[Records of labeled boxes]
---+---

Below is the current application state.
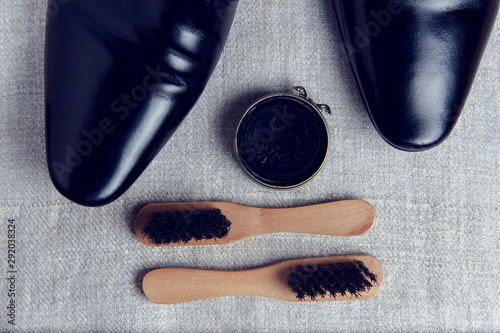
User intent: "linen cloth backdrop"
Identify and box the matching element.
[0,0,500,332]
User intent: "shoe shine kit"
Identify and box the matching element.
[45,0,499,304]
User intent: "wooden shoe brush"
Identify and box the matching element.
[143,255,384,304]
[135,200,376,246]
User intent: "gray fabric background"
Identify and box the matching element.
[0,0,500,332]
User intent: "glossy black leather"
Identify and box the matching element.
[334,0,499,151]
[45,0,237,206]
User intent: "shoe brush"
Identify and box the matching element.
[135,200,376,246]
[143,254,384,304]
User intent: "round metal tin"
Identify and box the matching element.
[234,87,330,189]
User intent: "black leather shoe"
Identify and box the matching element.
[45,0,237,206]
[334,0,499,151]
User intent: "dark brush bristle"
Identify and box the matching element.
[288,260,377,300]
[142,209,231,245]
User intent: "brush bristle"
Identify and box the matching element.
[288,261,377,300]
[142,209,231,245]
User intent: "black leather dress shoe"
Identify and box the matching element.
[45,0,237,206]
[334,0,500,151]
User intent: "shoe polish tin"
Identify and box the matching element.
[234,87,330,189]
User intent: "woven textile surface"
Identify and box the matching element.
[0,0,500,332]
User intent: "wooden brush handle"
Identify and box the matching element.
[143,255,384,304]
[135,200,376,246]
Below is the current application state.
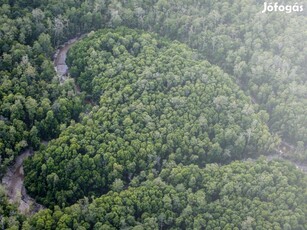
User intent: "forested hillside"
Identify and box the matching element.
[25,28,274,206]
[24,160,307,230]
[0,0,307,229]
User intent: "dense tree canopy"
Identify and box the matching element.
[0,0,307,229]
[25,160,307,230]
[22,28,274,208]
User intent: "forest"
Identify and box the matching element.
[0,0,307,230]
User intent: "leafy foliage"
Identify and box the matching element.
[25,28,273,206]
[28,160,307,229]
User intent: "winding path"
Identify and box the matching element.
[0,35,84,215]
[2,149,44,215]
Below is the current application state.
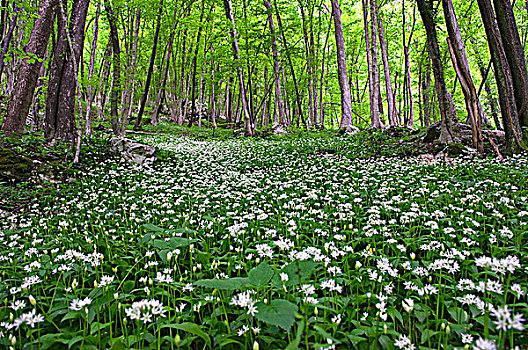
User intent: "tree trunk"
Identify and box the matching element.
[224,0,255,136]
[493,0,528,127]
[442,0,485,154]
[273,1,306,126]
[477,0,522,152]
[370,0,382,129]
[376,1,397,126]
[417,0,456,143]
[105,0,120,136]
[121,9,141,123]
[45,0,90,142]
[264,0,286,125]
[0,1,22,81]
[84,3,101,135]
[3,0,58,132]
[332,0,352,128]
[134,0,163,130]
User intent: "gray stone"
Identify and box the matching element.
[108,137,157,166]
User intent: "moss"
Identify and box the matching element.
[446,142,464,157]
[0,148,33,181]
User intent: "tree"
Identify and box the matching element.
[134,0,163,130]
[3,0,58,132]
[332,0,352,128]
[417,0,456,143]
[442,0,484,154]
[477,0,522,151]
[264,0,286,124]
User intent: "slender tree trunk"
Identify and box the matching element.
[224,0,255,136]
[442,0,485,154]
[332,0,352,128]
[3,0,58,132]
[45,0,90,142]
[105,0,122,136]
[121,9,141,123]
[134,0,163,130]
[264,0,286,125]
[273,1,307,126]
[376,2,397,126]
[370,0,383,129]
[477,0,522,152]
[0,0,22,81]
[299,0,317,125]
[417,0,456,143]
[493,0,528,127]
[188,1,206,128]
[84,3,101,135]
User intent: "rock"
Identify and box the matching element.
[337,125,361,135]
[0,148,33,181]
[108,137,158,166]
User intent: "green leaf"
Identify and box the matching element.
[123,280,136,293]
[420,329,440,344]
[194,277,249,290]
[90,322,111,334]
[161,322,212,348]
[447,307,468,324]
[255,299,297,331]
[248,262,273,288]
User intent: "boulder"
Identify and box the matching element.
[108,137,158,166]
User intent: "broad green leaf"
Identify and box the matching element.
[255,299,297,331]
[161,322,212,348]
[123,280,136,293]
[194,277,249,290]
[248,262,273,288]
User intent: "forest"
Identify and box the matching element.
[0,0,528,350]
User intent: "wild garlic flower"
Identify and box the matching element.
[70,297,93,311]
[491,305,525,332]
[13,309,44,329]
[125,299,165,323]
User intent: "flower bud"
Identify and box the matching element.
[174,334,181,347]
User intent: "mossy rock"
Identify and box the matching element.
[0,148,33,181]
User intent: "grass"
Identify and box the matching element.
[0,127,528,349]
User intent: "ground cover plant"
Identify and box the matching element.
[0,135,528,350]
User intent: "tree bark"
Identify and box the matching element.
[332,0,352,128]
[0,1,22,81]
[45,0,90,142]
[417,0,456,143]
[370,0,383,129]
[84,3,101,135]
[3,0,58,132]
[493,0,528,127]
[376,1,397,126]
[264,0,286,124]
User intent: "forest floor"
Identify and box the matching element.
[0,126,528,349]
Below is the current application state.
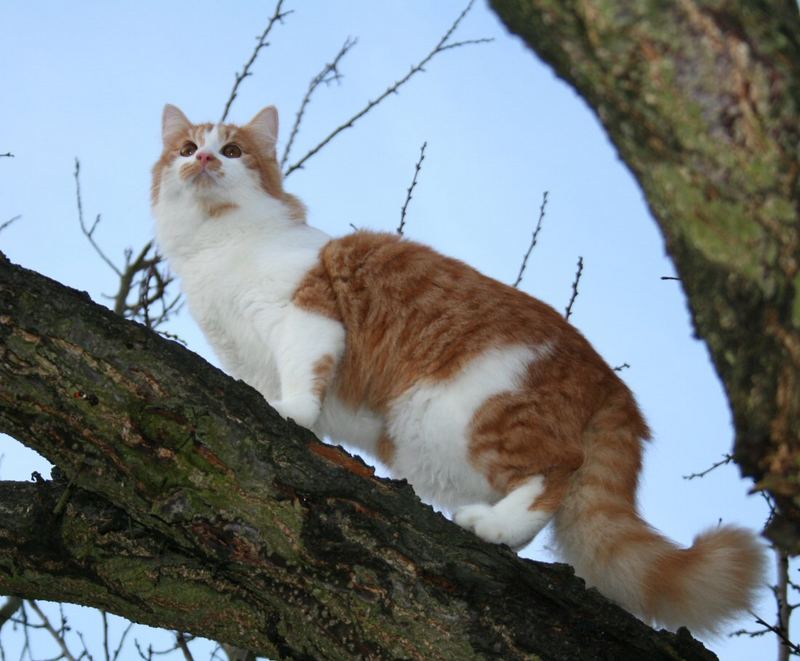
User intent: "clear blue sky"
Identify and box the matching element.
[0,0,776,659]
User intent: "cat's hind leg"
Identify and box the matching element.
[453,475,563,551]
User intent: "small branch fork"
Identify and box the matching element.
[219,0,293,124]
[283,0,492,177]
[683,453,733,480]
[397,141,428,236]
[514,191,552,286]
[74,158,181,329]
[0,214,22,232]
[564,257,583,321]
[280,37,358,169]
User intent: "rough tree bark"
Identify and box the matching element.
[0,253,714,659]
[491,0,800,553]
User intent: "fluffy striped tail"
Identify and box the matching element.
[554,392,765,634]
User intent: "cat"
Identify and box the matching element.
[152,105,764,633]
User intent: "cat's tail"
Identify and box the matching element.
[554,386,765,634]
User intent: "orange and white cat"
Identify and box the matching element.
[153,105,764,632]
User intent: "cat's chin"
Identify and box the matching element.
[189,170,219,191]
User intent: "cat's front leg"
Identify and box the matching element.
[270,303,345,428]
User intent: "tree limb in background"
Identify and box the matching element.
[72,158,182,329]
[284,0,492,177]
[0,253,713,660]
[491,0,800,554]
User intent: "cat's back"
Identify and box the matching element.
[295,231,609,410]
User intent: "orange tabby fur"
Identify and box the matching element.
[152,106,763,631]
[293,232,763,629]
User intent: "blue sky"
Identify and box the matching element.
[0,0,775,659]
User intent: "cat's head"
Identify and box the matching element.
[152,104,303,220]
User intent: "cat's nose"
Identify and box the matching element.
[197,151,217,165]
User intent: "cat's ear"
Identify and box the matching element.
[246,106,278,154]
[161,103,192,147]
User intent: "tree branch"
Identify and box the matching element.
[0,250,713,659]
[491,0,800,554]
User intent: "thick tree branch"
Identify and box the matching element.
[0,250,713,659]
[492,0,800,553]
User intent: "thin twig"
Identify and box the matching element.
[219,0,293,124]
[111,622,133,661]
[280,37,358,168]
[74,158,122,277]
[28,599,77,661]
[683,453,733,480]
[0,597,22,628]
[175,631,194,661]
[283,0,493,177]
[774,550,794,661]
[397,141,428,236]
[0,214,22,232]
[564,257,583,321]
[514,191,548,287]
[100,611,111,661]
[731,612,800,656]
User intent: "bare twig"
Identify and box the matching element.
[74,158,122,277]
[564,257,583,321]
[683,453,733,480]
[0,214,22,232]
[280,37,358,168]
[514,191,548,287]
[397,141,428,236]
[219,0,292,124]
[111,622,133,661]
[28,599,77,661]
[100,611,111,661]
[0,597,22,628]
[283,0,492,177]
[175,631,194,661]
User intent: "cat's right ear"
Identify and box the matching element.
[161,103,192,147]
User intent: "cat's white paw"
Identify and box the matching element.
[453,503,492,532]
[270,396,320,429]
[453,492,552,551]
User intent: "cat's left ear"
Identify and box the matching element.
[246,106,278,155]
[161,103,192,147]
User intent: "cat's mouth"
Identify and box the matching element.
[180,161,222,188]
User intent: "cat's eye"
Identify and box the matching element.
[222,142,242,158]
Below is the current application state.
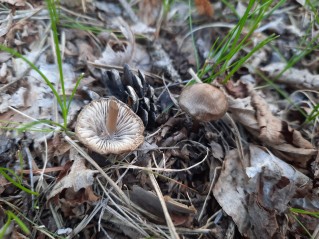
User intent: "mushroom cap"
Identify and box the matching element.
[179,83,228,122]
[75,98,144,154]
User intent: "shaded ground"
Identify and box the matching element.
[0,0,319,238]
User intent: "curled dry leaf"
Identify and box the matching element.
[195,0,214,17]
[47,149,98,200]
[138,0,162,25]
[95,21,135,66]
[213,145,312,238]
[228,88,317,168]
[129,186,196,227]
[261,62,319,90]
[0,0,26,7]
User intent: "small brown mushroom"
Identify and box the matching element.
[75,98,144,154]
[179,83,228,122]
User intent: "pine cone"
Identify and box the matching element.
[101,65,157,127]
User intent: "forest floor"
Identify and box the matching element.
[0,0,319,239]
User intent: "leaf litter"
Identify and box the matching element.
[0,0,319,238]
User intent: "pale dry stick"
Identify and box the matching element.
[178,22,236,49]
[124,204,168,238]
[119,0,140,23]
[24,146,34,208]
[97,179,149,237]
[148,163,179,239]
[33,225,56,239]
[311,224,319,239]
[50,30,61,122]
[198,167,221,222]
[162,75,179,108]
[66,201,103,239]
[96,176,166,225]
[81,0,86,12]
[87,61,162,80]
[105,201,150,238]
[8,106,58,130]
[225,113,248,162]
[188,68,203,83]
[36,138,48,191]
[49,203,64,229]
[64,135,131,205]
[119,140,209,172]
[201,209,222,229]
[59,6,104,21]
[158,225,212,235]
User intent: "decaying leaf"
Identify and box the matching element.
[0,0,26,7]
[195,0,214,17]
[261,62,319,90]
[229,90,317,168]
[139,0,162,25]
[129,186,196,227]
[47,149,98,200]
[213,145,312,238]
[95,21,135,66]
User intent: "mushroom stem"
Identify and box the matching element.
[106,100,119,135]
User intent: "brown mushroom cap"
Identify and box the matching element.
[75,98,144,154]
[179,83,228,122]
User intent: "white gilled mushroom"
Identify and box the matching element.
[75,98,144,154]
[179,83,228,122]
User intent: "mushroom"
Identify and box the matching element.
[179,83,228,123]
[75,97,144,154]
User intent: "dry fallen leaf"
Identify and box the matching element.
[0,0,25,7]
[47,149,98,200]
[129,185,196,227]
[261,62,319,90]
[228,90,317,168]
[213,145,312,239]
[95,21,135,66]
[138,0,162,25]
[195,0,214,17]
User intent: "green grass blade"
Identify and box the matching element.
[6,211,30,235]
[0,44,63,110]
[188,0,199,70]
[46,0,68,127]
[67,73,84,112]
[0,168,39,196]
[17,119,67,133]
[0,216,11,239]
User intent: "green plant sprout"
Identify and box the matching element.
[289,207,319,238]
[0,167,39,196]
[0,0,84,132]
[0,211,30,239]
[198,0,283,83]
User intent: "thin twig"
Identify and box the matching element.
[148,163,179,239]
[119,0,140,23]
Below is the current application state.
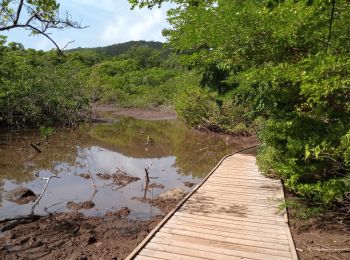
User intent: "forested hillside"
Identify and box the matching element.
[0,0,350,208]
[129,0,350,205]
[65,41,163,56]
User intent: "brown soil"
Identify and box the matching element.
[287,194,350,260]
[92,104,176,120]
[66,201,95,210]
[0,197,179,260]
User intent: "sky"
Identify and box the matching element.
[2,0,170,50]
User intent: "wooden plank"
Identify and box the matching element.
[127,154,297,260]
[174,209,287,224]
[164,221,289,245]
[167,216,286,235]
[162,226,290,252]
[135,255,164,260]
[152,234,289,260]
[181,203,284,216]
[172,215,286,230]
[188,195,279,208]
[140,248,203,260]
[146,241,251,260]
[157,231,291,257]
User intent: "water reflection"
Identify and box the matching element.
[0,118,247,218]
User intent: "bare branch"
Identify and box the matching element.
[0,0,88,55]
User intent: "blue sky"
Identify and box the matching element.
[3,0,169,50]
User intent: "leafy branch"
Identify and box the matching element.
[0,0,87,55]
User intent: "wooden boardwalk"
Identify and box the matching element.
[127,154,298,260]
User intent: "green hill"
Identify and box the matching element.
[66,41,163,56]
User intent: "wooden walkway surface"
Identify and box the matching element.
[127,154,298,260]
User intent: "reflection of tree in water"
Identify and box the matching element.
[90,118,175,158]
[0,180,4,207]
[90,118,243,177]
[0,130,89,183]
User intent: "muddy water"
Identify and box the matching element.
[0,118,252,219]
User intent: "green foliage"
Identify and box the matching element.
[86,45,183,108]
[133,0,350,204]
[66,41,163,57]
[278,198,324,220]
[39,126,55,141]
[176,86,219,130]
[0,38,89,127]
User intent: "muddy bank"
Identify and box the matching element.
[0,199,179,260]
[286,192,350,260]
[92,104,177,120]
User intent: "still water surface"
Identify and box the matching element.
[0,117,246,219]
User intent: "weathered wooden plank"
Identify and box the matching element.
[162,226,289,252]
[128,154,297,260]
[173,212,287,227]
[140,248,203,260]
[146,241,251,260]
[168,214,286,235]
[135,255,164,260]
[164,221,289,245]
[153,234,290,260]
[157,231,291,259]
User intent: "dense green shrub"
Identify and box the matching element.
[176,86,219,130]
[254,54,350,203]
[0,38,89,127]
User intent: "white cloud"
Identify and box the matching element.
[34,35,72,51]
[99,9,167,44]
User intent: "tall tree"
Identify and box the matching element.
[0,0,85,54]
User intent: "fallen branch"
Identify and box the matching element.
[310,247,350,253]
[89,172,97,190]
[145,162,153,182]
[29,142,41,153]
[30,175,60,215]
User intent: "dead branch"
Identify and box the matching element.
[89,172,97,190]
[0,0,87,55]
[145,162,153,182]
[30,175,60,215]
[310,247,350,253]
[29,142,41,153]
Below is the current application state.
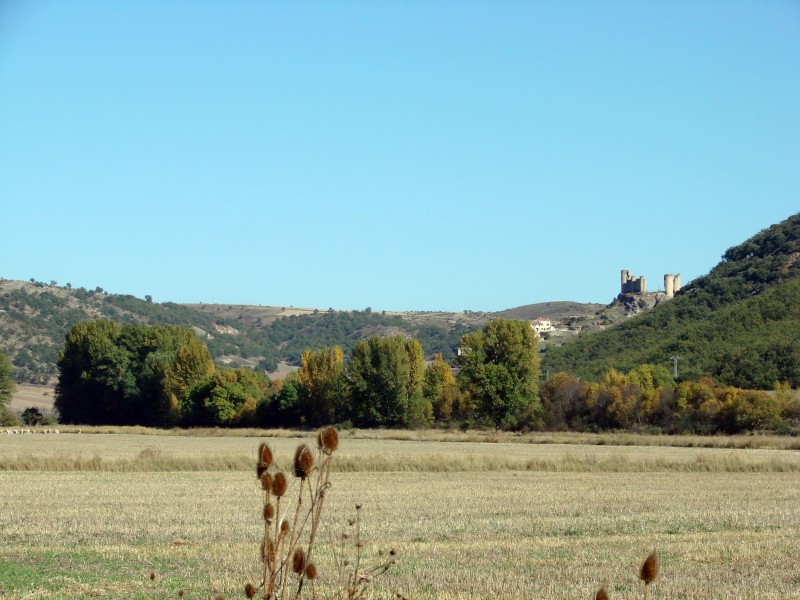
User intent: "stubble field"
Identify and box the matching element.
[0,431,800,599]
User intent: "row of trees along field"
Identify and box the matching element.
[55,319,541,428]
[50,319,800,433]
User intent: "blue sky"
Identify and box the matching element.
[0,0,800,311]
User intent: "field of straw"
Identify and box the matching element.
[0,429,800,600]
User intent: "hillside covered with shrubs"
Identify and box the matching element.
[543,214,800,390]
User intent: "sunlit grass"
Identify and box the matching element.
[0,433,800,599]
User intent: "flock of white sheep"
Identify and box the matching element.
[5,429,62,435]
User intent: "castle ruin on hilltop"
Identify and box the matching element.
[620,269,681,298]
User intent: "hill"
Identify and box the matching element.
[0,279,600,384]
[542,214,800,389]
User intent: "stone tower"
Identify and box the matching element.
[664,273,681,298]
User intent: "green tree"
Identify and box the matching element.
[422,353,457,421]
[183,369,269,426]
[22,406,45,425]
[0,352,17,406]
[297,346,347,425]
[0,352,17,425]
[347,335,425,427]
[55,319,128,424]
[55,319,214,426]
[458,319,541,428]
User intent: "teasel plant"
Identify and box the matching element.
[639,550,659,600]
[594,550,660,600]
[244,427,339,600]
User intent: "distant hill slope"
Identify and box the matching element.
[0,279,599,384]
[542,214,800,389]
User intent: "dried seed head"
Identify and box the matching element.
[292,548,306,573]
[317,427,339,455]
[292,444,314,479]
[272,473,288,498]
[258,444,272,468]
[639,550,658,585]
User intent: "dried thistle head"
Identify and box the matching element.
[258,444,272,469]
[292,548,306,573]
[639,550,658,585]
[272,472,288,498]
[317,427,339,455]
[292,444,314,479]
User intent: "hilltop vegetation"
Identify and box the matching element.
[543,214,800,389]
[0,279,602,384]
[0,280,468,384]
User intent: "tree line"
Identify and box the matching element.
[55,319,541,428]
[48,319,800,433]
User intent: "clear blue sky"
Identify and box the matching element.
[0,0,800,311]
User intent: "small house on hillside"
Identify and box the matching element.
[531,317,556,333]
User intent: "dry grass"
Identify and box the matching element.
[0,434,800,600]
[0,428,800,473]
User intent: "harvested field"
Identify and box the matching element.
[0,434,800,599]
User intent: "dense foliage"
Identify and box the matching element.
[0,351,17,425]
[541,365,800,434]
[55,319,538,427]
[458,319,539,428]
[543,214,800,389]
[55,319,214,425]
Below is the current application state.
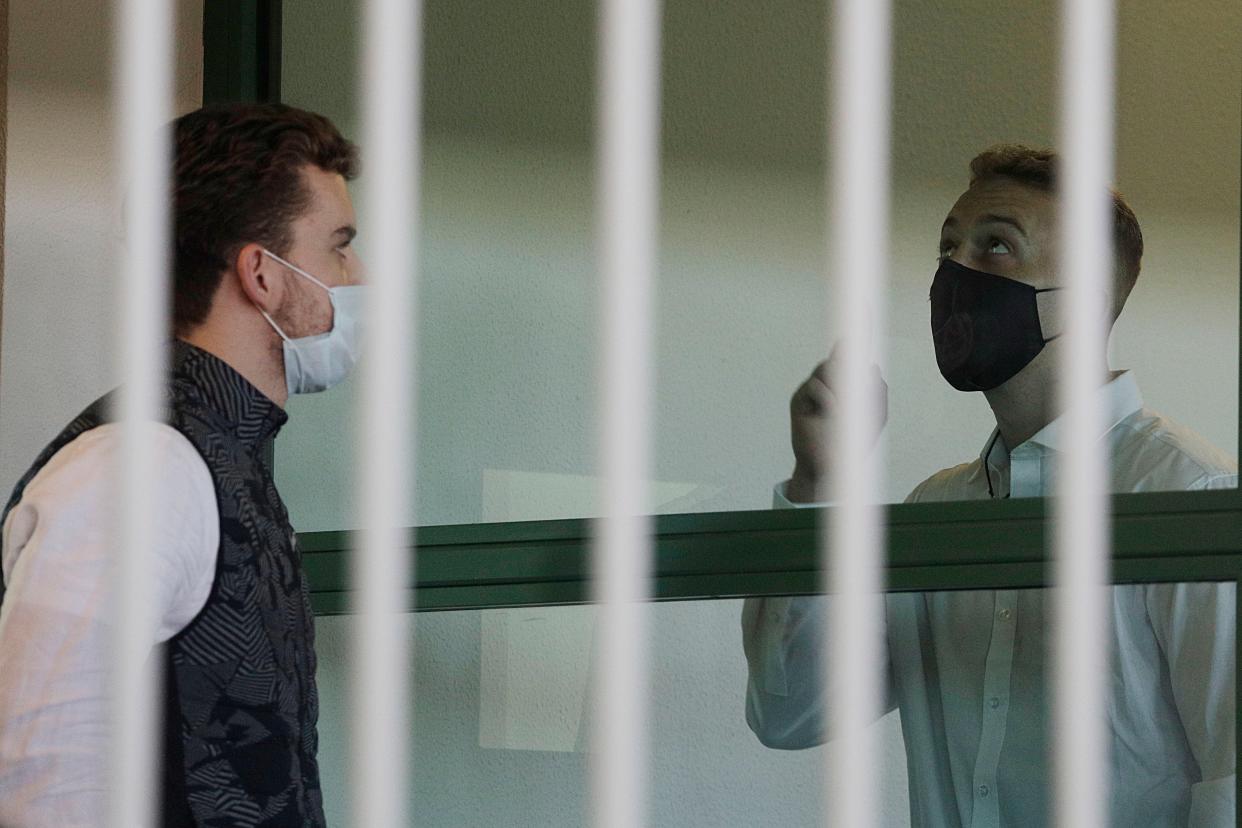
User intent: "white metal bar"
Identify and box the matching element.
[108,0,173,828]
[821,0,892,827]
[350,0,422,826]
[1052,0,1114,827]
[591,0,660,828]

---+---

▶ **EXERCISE OBJECTIVE**
Copy the entries above word for word, starting at the line that contains "of trees along" and ending at the line that contains "[5,429,62,435]", with both of those lines included.

▶ **SOLVED EXERCISE**
User intent: "row of trees along field"
Identify and box the matching element.
[55,319,541,428]
[50,319,800,433]
User intent: "blue sky"
Identify and box the matching element.
[0,0,800,311]
User intent: "field of straw"
Identify and box the matching element.
[0,429,800,600]
User intent: "hillside covered with shrubs"
Identify and box the matching element.
[543,214,800,390]
User intent: "sunlit grass"
Identify and box the matching element.
[0,433,800,599]
User intent: "flock of white sheep"
Identify and box the matching element.
[5,429,62,435]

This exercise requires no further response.